Item 3. Source and Amount of Funds or Other Consideration.

The information set forth in Items 4 and 5 of this Schedule 13D are hereby incorporated by reference into this Item 3.


SCHEDULE 13D

CUSIP No. G0135E100

Item 4. Purpose of Transaction.

On December 4, 2021 the Sponsor acquired 2,875,000 Class B ordinary shares (“founder shares”) for an aggregate purchase price of $25,000. On March 18, 2022, the sponsor surrendered to the Issuer for cancellation 862,500 Class B ordinary shares for no consideration, resulting in the Issuer’s initial shareholders holding an aggregate of 2,012,500 Class B ordinary shares, or approximately $0.012 per share. The Sponsor later transferred 20,000 founder shares to Nicholas Torres III, the Chief Financial Officer of the Issuer, and 60,000 founder shares to Xin Wang, Joshua Gordon, and James J. Long, then members of the Issuer’s board of directors, on March 29, 2022.

==================================================

> **SET TASK 1**:
Answer these from the Schedule 13D extract:
(a) On what date did the Sponsor acquire 2,875,000 Class B ordinary shares?
(b) How many Class B ordinary shares did the sponsor surrender to the Issuer for cancellation?
(c) What CUSIP number does the extract give?
> **SET TASK 2**: Reproduce the stretch of the Schedule 13D extract from "CUSIP No. G0135E100" through "on March 29, 2022.", word for word.
> **SET TASK 3**: Carry on the Schedule 13D extract, picking up right after its last sentence.

> **DATA SHOWN**:
==================================================

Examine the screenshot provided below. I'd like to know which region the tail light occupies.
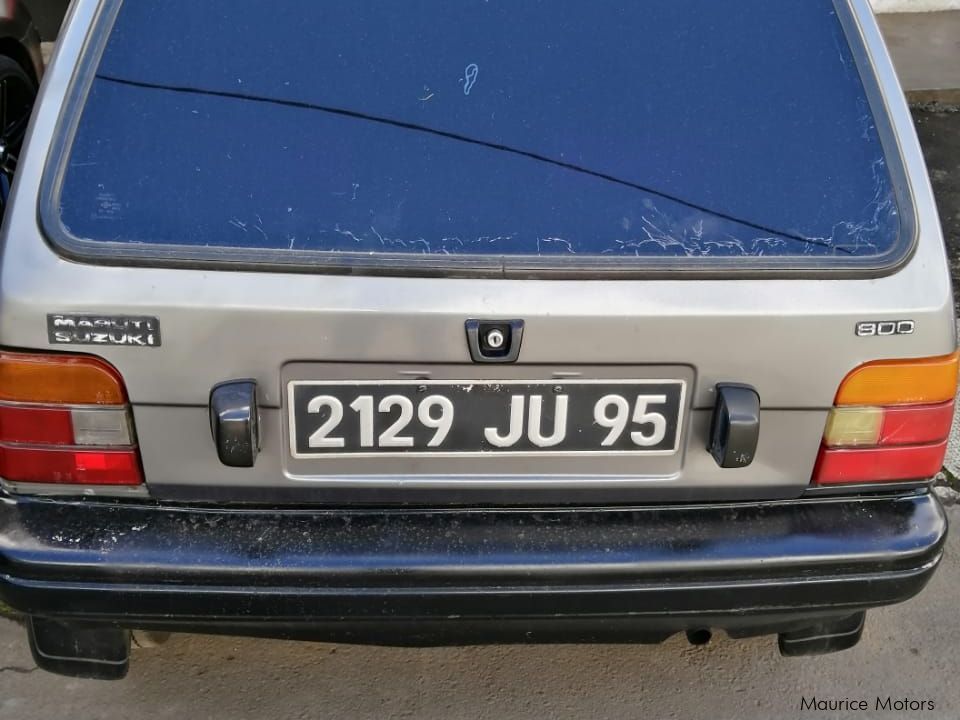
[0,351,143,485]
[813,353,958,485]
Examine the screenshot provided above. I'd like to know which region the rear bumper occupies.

==================================================

> **EXERCISE ANSWER 1**:
(a) December 4, 2021
(b) 862,500
(c) G0135E100

> **EXERCISE ANSWER 2**:
CUSIP No. G0135E100

Item 4. Purpose of Transaction.

On December 4, 2021 the Sponsor acquired 2,875,000 Class B ordinary shares (“founder shares”) for an aggregate purchase price of $25,000. On March 18, 2022, the sponsor surrendered to the Issuer for cancellation 862,500 Class B ordinary shares for no consideration, resulting in the Issuer’s initial shareholders holding an aggregate of 2,012,500 Class B ordinary shares, or approximately $0.012 per share. The Sponsor later transferred 20,000 founder shares to Nicholas Torres III, the Chief Financial Officer of the Issuer, and 60,000 founder shares to Xin Wang, Joshua Gordon, and James J. Long, then members of the Issuer’s board of directors, on March 29, 2022.

> **EXERCISE ANSWER 3**:
On March 16, 2023, the Sponsor initiated a distribution of 280,000 founder shares and 492,000 private placement units of the Company held by the sponsor to its then existing members. On the same date, it repurchased 10,000 founder shares from each of Xin Wang, Joshua Gordon, James J. Long and Nicholas Torres III, as a result of which, the Sponsor will directly hold 1,692,500 founder shares.

Depending on prevailing market, economic and other conditions, the Reporting Persons may from time to time acquire additional Class A Ordinary Shares or engage in discussions with the Issuer concerning future acquisitions of shares of its capital stock. Such acquisitions may be made by means of open-market purchases, privately negotiated transactions, direct acquisitions from the Issuer or otherwise.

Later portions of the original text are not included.